◆ To do:
Would you copy all lines in the data that contain the word "below"?

◆ Data shown:
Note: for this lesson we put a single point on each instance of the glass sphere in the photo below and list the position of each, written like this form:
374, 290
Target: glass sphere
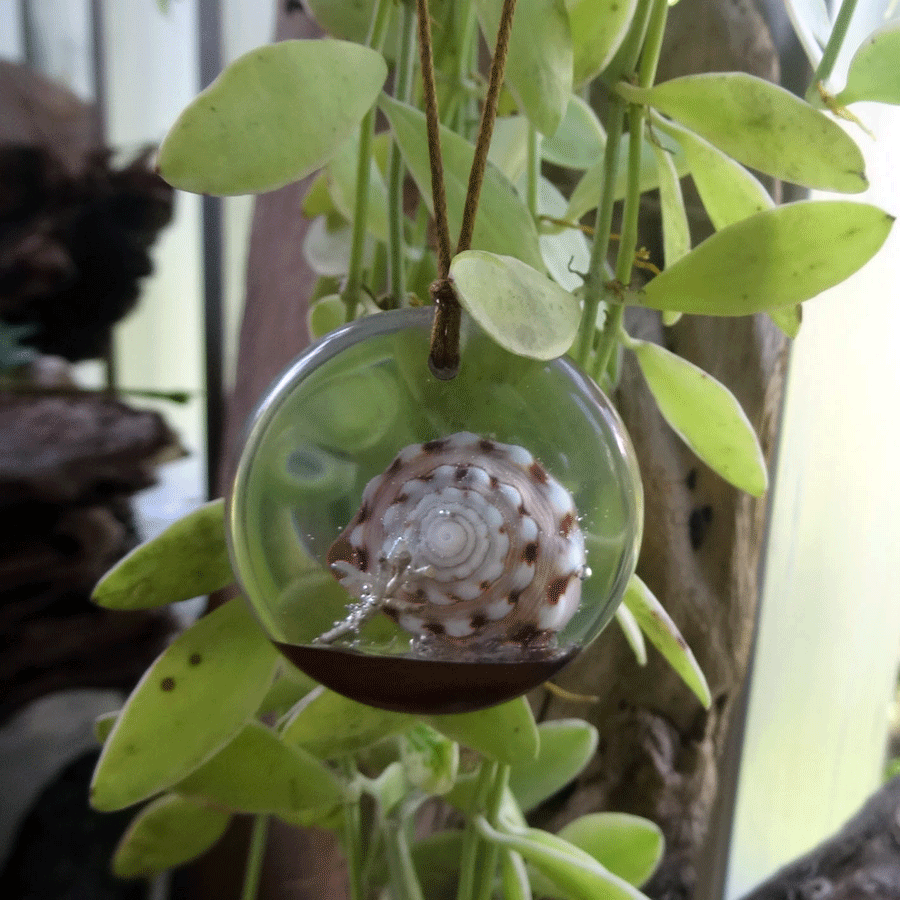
346, 418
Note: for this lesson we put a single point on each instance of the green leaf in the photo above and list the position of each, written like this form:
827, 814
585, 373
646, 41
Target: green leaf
676, 229
519, 307
194, 699
503, 225
507, 732
257, 772
565, 250
430, 760
509, 146
328, 725
514, 876
576, 873
166, 833
566, 747
762, 126
538, 73
579, 141
633, 633
598, 28
103, 725
773, 259
705, 415
788, 319
728, 191
663, 633
325, 315
342, 180
586, 195
874, 73
273, 116
189, 559
629, 846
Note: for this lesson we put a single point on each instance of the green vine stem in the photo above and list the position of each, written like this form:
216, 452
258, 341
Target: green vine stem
350, 294
471, 841
533, 172
832, 49
406, 57
404, 882
492, 851
637, 113
255, 855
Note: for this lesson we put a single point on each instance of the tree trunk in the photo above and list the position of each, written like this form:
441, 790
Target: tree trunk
660, 751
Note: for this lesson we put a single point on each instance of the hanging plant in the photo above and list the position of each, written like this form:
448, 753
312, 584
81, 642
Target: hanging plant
437, 507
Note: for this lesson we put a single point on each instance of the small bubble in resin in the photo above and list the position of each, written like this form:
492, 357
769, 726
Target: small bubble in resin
433, 546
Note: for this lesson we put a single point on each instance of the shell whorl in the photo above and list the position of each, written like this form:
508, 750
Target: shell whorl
467, 540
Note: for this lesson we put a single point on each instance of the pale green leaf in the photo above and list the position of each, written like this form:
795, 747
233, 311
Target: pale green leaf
430, 760
566, 747
273, 116
633, 633
566, 252
663, 633
503, 224
773, 259
788, 319
257, 772
103, 725
520, 308
728, 191
328, 725
509, 146
705, 415
579, 141
538, 72
194, 699
676, 229
875, 69
341, 174
507, 732
629, 846
576, 874
587, 192
762, 126
188, 559
167, 833
598, 28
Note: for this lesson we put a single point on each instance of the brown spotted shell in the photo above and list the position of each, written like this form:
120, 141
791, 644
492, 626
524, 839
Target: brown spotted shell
466, 540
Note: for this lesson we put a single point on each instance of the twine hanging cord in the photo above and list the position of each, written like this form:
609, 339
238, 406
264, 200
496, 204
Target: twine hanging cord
443, 359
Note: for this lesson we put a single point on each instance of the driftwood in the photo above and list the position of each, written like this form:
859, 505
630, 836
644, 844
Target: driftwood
660, 751
860, 862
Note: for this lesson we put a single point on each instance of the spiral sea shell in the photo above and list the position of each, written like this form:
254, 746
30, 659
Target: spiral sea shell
466, 541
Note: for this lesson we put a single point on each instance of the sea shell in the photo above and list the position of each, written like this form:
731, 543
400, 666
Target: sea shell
464, 541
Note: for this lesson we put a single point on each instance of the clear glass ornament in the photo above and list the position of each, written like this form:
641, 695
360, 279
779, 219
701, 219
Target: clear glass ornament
336, 421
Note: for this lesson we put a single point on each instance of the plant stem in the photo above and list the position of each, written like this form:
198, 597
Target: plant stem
596, 276
404, 881
255, 854
471, 842
350, 294
533, 172
402, 91
492, 851
832, 49
353, 836
656, 14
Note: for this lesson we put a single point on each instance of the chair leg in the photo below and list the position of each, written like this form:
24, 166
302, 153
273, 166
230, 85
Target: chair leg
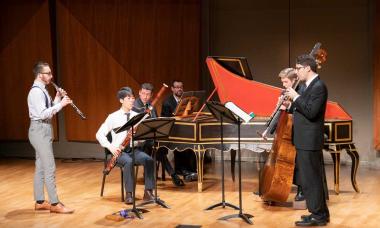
102, 189
122, 184
136, 174
163, 172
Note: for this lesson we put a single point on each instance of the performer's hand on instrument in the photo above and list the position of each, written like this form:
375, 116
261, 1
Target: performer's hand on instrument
114, 150
61, 93
290, 92
285, 105
65, 101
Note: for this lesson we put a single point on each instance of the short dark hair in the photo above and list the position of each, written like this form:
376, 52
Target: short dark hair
289, 73
37, 68
307, 60
147, 86
125, 92
176, 80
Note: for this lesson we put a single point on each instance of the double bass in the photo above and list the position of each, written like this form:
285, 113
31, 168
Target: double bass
277, 174
112, 162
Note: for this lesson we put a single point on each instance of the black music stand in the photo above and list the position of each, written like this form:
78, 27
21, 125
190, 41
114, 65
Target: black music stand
221, 113
236, 120
154, 129
130, 125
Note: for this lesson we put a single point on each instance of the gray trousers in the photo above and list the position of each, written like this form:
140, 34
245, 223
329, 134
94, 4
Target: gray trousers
41, 138
141, 158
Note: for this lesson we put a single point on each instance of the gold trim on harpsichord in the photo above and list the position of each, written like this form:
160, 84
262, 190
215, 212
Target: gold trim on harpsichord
349, 124
187, 124
330, 131
235, 60
217, 143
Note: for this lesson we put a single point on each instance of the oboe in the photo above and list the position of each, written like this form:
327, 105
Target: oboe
72, 103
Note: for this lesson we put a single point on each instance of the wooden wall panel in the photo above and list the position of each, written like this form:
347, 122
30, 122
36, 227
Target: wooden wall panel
109, 44
25, 38
376, 79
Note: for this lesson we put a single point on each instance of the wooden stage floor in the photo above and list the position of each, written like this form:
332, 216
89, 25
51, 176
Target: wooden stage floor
78, 185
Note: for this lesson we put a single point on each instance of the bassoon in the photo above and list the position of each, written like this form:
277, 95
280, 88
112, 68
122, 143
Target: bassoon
112, 162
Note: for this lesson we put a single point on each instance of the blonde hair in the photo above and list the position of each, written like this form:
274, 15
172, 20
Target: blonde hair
288, 73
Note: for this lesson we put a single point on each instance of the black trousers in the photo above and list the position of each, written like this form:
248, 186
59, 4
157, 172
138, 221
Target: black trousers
311, 177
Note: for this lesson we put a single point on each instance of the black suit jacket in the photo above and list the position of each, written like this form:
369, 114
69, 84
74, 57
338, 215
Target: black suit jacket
139, 107
309, 116
168, 106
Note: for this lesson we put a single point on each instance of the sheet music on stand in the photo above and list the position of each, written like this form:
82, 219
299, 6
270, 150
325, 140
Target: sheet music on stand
191, 101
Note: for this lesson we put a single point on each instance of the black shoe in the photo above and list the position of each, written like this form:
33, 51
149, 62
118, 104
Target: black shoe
128, 198
177, 181
305, 217
300, 196
148, 195
310, 221
191, 177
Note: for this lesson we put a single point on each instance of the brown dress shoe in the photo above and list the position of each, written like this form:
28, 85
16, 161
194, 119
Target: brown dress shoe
128, 198
148, 195
61, 209
42, 206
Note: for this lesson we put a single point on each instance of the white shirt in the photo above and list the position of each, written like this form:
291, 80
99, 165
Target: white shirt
37, 103
113, 122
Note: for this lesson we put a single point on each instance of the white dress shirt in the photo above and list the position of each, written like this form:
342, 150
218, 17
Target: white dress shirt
113, 121
37, 103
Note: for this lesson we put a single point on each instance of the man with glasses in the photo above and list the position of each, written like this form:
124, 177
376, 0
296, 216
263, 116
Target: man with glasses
141, 104
308, 109
41, 110
114, 121
185, 162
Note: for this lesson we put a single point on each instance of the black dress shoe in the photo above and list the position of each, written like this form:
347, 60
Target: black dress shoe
177, 181
310, 221
128, 198
303, 217
191, 177
299, 196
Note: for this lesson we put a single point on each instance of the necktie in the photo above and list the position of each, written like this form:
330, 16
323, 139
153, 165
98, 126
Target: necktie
128, 115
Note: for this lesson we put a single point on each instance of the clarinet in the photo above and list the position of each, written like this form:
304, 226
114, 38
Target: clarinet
112, 162
72, 103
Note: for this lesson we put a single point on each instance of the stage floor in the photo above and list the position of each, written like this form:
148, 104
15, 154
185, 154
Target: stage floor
79, 182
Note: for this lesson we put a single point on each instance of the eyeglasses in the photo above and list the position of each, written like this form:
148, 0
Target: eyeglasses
48, 73
299, 68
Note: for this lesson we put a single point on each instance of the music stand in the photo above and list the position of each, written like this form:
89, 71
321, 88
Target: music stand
221, 113
236, 120
190, 102
154, 129
134, 121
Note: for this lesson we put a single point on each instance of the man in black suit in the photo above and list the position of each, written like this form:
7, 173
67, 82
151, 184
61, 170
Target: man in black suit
308, 107
185, 162
140, 105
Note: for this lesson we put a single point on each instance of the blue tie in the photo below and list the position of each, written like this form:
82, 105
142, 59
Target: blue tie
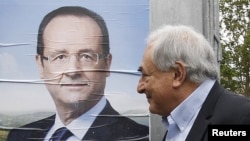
61, 134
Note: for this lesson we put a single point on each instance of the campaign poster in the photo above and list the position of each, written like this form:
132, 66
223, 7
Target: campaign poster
25, 98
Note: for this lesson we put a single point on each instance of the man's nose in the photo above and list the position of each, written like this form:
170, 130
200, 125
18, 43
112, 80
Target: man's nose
141, 86
73, 65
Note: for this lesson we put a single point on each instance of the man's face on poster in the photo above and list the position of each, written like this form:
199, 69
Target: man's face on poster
73, 60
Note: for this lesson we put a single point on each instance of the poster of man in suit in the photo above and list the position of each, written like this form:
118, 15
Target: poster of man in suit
74, 64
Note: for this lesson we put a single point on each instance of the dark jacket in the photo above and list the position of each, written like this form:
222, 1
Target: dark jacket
108, 126
221, 107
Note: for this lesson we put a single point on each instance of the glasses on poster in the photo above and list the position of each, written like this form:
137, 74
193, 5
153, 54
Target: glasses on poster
60, 60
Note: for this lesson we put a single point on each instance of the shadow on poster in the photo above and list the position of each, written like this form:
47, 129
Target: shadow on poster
65, 70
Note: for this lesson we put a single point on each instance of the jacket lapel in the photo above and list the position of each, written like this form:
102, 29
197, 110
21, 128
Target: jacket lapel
199, 130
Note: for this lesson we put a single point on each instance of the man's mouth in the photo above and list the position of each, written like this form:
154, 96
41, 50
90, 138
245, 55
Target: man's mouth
76, 84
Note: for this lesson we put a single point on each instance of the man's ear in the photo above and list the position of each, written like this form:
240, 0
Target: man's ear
179, 74
40, 66
108, 63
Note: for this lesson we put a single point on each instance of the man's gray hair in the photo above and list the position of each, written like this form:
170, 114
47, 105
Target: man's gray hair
182, 43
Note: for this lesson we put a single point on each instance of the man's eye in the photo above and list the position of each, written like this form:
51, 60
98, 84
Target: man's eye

◆ Exercise answer:
Note: for this lesson we put a single point on each instance of the glass sphere in the photo below and list the position of each, written like this form:
Note: for this lesson we put a single point on each instance of the chair leg in the photo below and list the position of each, written like this form:
Note: for this lesson we put a single point on each instance of the blue tie in the photo below and list the position of each, written like this form:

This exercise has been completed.